Gather every line in the data below that contains the word "gray", and copy each of those lines in full.

** start of Supplied material **

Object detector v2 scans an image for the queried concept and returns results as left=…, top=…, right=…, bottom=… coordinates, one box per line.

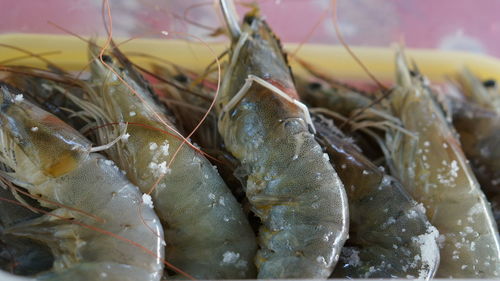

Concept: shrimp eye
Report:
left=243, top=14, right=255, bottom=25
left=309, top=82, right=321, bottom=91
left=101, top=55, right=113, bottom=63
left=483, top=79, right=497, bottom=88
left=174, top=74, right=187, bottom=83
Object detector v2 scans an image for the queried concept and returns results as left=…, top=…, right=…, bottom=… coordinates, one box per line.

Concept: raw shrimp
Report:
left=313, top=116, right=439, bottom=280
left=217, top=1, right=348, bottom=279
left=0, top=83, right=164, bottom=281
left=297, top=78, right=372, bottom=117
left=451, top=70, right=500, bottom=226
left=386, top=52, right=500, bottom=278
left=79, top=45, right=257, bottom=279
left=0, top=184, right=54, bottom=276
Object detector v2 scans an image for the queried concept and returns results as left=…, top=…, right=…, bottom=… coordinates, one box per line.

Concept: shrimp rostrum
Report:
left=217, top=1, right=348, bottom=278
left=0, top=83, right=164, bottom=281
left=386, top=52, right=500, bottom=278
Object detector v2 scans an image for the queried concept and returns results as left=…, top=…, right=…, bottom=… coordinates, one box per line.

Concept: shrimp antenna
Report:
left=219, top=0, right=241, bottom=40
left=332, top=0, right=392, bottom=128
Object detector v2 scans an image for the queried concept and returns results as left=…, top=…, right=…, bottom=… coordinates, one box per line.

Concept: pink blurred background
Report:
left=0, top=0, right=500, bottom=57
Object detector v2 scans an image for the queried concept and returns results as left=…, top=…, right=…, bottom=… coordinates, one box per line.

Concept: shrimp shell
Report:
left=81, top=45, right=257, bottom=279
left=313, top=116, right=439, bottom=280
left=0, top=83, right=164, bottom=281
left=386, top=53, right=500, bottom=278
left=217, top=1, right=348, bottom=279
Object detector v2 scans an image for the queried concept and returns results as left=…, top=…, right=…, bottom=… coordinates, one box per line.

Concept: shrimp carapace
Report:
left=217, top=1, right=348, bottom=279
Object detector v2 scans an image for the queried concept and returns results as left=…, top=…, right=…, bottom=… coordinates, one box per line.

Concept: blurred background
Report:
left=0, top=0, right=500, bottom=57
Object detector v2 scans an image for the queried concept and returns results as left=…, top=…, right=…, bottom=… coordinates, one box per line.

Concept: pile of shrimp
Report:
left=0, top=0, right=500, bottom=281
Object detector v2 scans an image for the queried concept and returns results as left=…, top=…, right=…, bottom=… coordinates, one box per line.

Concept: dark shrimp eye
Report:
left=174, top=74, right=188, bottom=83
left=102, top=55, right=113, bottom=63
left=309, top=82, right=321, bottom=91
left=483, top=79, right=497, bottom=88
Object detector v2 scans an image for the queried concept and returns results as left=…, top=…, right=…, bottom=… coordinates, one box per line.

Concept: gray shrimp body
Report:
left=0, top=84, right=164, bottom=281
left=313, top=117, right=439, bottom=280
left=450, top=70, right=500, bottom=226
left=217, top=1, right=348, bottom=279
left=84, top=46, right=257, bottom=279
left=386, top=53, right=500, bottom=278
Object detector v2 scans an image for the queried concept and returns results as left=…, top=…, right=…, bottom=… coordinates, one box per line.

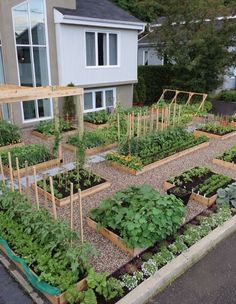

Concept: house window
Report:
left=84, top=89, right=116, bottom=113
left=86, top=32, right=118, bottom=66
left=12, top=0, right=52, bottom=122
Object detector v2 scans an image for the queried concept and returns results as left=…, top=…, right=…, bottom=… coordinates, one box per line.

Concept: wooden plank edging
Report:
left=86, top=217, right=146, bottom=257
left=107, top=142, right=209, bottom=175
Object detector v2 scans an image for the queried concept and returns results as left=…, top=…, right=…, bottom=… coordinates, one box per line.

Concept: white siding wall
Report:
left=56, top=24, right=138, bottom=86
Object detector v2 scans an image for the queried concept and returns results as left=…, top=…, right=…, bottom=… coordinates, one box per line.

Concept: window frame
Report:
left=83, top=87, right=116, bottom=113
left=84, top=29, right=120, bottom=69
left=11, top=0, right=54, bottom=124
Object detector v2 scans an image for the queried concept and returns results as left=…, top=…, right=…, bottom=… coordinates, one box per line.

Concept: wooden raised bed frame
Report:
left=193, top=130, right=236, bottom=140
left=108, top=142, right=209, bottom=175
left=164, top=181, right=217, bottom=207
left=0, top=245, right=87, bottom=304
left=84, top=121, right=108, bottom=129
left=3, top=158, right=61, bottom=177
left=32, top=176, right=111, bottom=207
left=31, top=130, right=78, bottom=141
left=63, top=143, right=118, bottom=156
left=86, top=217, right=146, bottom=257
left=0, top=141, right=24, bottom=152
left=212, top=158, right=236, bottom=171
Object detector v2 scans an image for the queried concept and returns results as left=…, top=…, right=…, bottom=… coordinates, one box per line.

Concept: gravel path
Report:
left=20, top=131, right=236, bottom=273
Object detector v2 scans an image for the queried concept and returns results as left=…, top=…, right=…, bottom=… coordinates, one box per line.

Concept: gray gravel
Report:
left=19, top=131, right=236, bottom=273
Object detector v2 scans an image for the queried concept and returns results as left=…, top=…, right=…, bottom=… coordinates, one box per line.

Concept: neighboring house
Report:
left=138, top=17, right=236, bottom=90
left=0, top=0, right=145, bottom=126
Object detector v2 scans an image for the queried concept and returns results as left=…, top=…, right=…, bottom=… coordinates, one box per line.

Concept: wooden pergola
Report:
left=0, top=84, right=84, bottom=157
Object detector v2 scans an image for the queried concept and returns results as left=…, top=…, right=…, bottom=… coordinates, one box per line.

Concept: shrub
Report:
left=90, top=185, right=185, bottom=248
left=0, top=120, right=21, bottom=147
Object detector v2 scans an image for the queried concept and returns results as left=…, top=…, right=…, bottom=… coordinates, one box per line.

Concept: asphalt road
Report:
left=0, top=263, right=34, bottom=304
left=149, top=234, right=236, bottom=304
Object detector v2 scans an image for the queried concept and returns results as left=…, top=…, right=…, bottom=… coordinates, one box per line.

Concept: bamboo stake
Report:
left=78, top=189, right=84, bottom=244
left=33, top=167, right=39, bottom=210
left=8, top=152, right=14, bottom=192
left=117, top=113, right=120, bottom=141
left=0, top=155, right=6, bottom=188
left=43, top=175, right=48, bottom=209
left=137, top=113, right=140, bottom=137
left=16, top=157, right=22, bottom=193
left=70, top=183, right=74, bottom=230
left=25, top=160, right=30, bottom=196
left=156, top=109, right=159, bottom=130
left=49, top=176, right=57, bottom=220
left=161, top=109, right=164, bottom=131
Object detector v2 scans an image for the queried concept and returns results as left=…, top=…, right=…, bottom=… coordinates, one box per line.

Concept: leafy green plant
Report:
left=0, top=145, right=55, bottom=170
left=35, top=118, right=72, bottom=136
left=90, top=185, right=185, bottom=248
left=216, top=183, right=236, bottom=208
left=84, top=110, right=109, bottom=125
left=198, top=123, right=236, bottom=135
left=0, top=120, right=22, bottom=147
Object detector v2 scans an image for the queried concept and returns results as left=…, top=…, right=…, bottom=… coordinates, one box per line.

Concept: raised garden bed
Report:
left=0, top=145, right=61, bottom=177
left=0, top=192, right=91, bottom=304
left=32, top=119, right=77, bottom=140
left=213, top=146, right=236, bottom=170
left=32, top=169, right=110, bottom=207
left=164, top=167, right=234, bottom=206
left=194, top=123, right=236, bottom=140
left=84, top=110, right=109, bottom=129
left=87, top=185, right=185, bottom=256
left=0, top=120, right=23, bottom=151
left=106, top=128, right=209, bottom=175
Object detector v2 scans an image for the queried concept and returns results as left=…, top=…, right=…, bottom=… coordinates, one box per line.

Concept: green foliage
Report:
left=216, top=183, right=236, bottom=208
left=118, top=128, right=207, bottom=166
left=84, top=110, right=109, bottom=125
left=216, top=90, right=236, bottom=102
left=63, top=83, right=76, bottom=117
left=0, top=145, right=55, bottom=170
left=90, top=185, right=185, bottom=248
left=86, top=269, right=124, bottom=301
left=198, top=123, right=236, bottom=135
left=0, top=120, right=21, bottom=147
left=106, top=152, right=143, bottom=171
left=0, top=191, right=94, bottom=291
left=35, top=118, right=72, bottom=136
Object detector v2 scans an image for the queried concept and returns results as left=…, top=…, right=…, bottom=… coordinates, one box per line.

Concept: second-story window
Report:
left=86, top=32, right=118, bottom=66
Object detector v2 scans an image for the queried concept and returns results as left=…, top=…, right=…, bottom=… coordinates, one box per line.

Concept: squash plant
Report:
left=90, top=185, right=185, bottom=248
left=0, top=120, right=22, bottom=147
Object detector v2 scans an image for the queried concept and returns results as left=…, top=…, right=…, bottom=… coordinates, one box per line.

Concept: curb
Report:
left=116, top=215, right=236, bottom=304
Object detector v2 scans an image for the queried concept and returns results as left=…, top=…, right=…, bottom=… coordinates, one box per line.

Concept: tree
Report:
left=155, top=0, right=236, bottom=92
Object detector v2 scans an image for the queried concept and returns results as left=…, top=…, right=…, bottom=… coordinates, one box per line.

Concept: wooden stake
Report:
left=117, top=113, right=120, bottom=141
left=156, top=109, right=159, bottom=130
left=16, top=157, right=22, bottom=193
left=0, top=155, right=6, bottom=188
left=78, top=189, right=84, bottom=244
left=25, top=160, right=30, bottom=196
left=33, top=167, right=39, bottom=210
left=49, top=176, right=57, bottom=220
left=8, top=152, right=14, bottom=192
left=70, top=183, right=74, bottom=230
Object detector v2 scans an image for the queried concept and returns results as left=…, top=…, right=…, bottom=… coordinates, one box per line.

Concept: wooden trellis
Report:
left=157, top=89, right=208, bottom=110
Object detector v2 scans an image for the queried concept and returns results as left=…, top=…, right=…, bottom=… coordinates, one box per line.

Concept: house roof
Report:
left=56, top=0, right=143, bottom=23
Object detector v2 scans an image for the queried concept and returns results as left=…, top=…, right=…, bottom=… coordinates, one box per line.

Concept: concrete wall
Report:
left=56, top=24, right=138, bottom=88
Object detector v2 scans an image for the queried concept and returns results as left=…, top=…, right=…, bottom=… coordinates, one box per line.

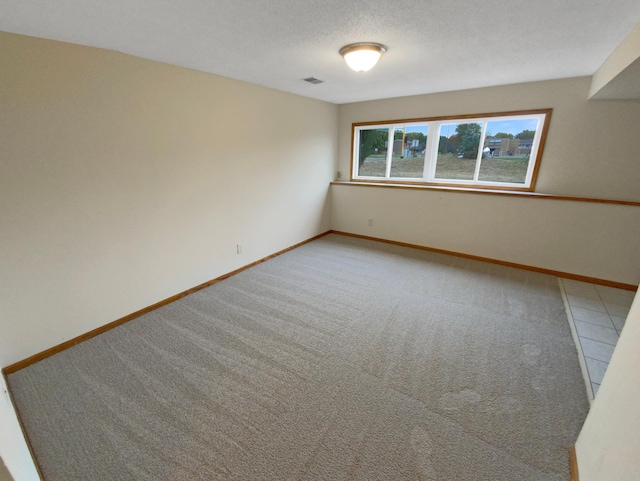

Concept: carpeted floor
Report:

** end of Supplied material **

Exercise response >>
Concept: gray shrimp body
Concept: gray gravel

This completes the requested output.